▶ [Instructions to follow]:
Can you write out every one of the following items word for word, in the order given?

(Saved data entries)
——
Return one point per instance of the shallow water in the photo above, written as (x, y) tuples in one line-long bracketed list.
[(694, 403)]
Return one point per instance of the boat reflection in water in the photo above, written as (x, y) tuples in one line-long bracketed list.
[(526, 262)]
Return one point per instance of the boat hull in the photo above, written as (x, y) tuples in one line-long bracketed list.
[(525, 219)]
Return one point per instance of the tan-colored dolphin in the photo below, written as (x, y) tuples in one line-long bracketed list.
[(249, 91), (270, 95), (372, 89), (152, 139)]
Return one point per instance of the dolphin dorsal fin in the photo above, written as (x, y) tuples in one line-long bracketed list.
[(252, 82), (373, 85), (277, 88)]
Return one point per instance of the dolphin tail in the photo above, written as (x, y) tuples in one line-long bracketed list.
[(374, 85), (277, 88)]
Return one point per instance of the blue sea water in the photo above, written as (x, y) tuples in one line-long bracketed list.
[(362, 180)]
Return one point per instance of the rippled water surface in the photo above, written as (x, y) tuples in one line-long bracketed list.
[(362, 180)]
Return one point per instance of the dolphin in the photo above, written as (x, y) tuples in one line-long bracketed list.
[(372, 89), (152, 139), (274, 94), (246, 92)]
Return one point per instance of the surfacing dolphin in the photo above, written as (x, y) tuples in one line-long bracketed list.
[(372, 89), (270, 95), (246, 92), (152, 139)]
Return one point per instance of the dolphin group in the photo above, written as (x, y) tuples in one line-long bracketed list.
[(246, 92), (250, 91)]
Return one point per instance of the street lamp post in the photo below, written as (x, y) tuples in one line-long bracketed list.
——
▶ [Final result]:
Return one point per instance of the shallow water in the photo above, written as (x, y) tuples in one line-long bracketed list.
[(694, 403)]
Return one point per instance of the boat reflection in water in the photo above, written as (x, y) tuples in one line-long bracketed list.
[(526, 262)]
Return one point per instance of the boat hull in the photo above, written as (x, y) tuples in one line-long bracketed list.
[(525, 219)]
Return one point per instance of the tan-colored dolphin in the photo below, written as (x, y) tuples in one line-long bracketed list.
[(249, 91), (270, 95), (372, 89), (152, 139)]
Return one point per instance of the dolphin dorsal fin in the photo above, written as (x, y) tuples in one line-long bracketed list.
[(252, 82), (373, 85), (277, 88)]
Return one point per instance of the dolphin tail in the photo above, written as (x, y) tuples in one line-long bracketed list.
[(374, 85), (277, 88)]
Return one point per instance of the blue sea water in the photo above, written as (x, y) tuples in one line-long bracketed list.
[(362, 180)]
Return one point per instance of the rippled water surface in the photo above, written as (x, y) tuples in one line-long bracketed list.
[(362, 180)]
Return one point per instance of the dolphin in the photo above, written as (x, y) tuples in one line-long bracketed list.
[(372, 89), (152, 139), (274, 94), (246, 92)]
Return one point per instance of the surfacing dolphin in the photo above, written as (x, y) tuples in one line-long bracketed list.
[(372, 89), (270, 95), (246, 92), (152, 139)]
Return one point per instance of the dolphin group in the photo above, written as (x, y) tuples in one line-long bracketed list.
[(246, 92), (250, 91)]
Return one point per instance of the street lamp post in the photo below, written as (x, y) tuples in one line-long bracketed list.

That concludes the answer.